__What is needed__
Render the lines below as a JSON list of strings, one string per line and no blank lines, starting with the line that contains "target | black shoe" and going on through the line that contains "x=364 y=255", with both of those lines included.
==== Extracted material ====
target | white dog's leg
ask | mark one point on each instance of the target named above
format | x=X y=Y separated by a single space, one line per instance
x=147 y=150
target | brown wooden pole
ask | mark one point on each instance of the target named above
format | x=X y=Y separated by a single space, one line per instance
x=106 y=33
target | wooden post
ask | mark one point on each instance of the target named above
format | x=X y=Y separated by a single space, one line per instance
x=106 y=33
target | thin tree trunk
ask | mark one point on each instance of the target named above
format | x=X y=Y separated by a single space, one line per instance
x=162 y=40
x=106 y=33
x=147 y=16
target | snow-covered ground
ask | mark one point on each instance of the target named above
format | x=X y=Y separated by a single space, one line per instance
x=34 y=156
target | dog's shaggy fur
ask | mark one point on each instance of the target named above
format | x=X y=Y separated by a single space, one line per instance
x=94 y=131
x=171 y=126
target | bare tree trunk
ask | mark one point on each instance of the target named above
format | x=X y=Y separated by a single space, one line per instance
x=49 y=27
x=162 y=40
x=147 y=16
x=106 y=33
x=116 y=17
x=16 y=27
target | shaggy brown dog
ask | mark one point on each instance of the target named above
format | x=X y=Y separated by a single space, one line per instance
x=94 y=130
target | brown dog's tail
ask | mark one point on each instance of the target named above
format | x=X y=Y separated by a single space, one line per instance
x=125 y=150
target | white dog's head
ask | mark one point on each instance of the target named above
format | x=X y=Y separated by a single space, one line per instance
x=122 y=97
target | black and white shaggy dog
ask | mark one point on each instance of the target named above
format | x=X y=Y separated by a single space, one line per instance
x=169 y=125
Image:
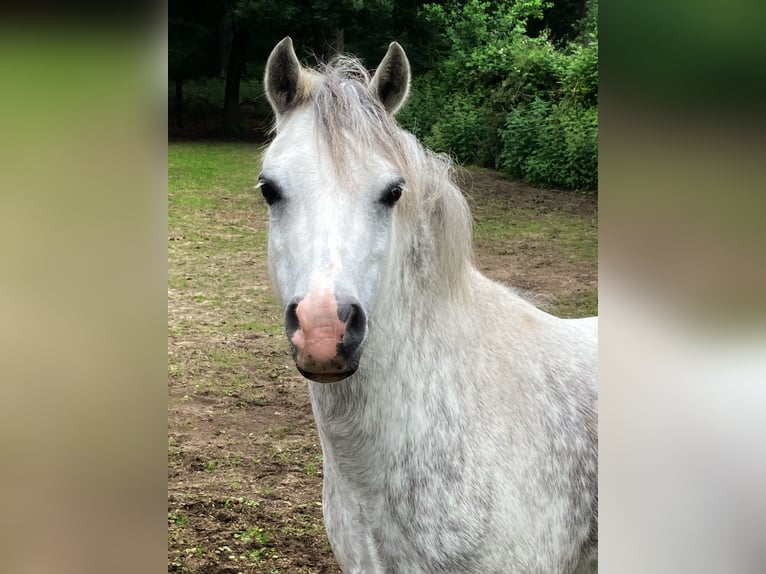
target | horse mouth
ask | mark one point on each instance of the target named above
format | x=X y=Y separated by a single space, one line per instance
x=326 y=377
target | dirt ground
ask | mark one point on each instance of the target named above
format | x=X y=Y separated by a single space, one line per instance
x=244 y=461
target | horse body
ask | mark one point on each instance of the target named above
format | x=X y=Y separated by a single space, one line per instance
x=461 y=434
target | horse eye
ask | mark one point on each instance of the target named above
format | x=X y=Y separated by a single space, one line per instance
x=391 y=195
x=269 y=191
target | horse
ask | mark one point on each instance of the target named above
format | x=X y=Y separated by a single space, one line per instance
x=458 y=422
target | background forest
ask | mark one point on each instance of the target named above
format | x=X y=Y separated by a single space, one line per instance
x=510 y=85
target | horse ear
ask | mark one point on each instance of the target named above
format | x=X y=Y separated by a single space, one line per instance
x=391 y=81
x=283 y=77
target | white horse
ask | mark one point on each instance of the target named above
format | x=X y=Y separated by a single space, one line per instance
x=457 y=421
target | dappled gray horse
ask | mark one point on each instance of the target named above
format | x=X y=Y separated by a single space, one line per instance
x=457 y=421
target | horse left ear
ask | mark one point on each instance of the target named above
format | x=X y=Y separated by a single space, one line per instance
x=283 y=77
x=391 y=81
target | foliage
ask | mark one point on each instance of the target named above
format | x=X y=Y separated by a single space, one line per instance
x=508 y=84
x=500 y=98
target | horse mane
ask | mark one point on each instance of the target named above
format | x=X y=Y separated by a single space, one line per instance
x=352 y=122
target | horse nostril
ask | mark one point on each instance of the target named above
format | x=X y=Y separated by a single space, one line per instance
x=292 y=324
x=355 y=319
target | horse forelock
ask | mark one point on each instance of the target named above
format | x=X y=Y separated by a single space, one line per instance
x=353 y=124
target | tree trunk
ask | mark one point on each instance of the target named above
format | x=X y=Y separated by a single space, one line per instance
x=233 y=76
x=339 y=41
x=179 y=107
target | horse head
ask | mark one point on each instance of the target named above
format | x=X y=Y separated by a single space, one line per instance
x=333 y=198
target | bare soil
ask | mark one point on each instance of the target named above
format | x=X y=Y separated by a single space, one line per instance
x=244 y=461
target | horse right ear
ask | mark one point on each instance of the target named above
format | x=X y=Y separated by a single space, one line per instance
x=283 y=77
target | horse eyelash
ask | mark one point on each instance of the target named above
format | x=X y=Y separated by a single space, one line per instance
x=269 y=191
x=392 y=194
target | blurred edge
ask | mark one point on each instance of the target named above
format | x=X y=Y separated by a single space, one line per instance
x=82 y=350
x=82 y=292
x=682 y=248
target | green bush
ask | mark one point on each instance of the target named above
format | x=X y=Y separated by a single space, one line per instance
x=502 y=99
x=552 y=145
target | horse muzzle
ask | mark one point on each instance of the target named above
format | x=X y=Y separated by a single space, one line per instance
x=326 y=334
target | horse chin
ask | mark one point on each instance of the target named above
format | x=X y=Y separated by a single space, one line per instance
x=326 y=377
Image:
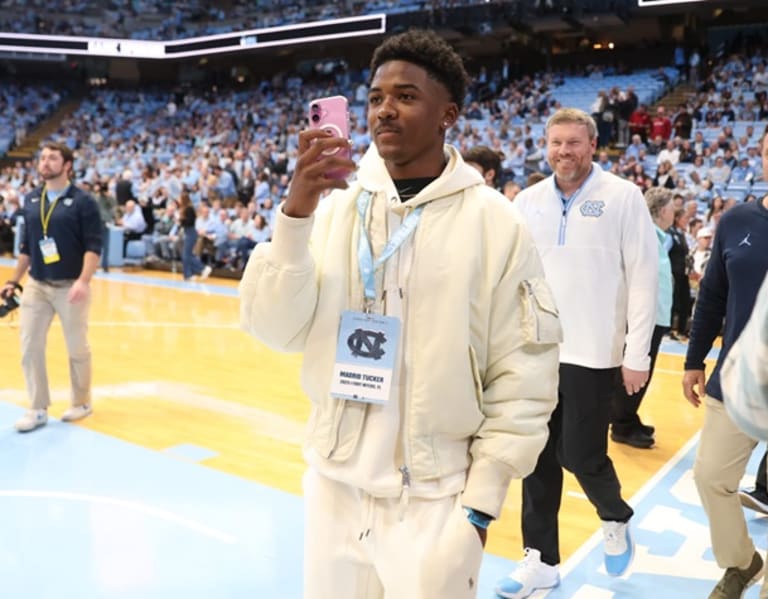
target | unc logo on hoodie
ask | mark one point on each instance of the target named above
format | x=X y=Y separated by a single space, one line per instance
x=590 y=208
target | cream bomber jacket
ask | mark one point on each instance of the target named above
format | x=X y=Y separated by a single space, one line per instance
x=480 y=332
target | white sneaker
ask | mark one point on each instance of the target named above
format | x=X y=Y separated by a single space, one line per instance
x=531 y=574
x=618 y=546
x=77 y=413
x=31 y=420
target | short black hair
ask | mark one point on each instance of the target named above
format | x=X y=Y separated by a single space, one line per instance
x=432 y=53
x=60 y=147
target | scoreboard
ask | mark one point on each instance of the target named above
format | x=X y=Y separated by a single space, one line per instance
x=642 y=3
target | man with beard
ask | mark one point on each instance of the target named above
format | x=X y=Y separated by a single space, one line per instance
x=599 y=249
x=60 y=248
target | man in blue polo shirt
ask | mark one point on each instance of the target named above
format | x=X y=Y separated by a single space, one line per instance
x=60 y=248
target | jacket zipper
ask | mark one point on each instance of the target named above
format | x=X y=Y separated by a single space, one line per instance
x=405 y=492
x=532 y=308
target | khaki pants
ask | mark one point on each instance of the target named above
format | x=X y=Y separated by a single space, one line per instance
x=39 y=302
x=720 y=464
x=360 y=547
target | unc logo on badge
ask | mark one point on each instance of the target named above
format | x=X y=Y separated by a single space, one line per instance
x=590 y=208
x=367 y=344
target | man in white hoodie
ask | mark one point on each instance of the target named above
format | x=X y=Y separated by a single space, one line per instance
x=598 y=246
x=429 y=339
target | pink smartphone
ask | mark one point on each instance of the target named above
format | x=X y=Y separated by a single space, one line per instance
x=331 y=114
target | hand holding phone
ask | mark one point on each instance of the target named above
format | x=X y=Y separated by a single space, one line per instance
x=331 y=115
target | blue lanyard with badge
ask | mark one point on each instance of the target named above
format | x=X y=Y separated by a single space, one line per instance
x=368 y=343
x=48 y=244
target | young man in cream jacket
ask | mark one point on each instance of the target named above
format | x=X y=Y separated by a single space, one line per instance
x=599 y=250
x=429 y=339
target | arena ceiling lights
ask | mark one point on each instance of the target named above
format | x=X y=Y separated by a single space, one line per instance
x=196 y=46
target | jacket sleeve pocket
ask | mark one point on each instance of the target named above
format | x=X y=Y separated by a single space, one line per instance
x=541 y=321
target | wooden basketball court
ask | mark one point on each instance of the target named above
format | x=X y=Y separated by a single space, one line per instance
x=171 y=368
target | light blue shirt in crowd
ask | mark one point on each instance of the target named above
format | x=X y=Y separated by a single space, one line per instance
x=664 y=300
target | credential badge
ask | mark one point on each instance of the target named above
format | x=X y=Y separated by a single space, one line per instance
x=590 y=208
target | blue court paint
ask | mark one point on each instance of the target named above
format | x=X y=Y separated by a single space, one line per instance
x=208 y=286
x=190 y=452
x=85 y=515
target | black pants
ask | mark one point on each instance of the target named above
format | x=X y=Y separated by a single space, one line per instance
x=681 y=303
x=624 y=409
x=578 y=441
x=761 y=482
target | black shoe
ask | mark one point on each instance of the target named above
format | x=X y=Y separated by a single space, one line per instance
x=647 y=429
x=634 y=438
x=756 y=499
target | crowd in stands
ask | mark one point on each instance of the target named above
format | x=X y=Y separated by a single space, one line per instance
x=164 y=20
x=22 y=107
x=234 y=151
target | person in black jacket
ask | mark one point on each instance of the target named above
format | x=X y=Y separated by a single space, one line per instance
x=728 y=291
x=191 y=264
x=60 y=247
x=678 y=257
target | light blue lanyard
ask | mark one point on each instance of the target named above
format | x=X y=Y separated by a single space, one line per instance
x=364 y=255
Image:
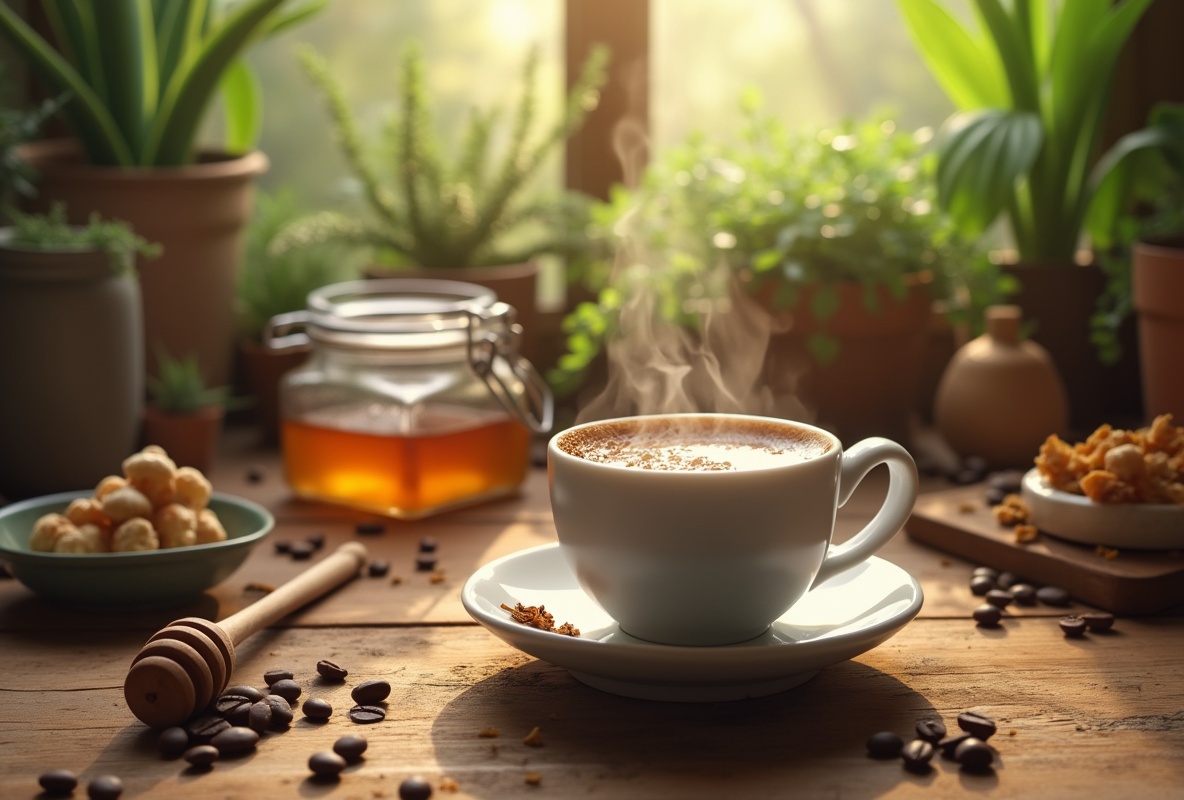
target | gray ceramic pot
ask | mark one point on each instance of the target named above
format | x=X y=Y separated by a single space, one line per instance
x=71 y=369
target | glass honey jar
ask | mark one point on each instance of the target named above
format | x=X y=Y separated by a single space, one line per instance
x=413 y=401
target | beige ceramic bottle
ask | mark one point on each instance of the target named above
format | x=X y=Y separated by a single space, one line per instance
x=1001 y=397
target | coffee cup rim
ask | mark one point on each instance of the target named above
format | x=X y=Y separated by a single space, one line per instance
x=836 y=445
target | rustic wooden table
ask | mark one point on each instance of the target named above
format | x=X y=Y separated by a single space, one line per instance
x=1098 y=716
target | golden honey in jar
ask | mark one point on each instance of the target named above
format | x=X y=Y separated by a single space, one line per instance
x=413 y=400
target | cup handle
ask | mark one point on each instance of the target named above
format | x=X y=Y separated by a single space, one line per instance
x=898 y=505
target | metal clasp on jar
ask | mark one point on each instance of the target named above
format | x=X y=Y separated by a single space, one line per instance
x=488 y=346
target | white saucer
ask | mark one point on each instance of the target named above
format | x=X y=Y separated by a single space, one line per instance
x=1078 y=518
x=848 y=614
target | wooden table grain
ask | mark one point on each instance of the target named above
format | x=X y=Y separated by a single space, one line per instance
x=1094 y=717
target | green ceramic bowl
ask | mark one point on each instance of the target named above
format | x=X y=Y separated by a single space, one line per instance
x=126 y=579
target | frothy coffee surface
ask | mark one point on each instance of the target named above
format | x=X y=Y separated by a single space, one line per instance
x=694 y=445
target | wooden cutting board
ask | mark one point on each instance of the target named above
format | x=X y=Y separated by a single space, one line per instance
x=958 y=521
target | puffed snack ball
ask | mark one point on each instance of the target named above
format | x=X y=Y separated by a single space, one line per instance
x=135 y=534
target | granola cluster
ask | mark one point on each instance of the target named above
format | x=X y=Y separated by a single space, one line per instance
x=1144 y=465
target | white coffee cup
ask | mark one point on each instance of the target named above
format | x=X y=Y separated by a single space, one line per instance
x=687 y=541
====
__Completed exercise__
[
  "target | black shoe",
  "ask | mark one point on each instance of the target named above",
  "format | x=X y=Y separated by a single space, one line per instance",
  "x=647 y=429",
  "x=634 y=438",
  "x=756 y=499",
  "target | crowd in stands",
  "ask | mark one point on each instance of the target named above",
  "format | x=X y=Y separated by a single space, one line per instance",
  "x=164 y=20",
  "x=22 y=107",
  "x=234 y=151",
  "target | person in black jacket",
  "ask | mark one point on each instance of the target named above",
  "format | x=X y=Y separated by a single space, one line per instance",
  "x=728 y=291",
  "x=191 y=264",
  "x=60 y=247",
  "x=678 y=257",
  "target | light blue lanyard",
  "ask | mark one point on each instance of the target named above",
  "format | x=X y=Y separated by a single space, one line per instance",
  "x=364 y=255"
]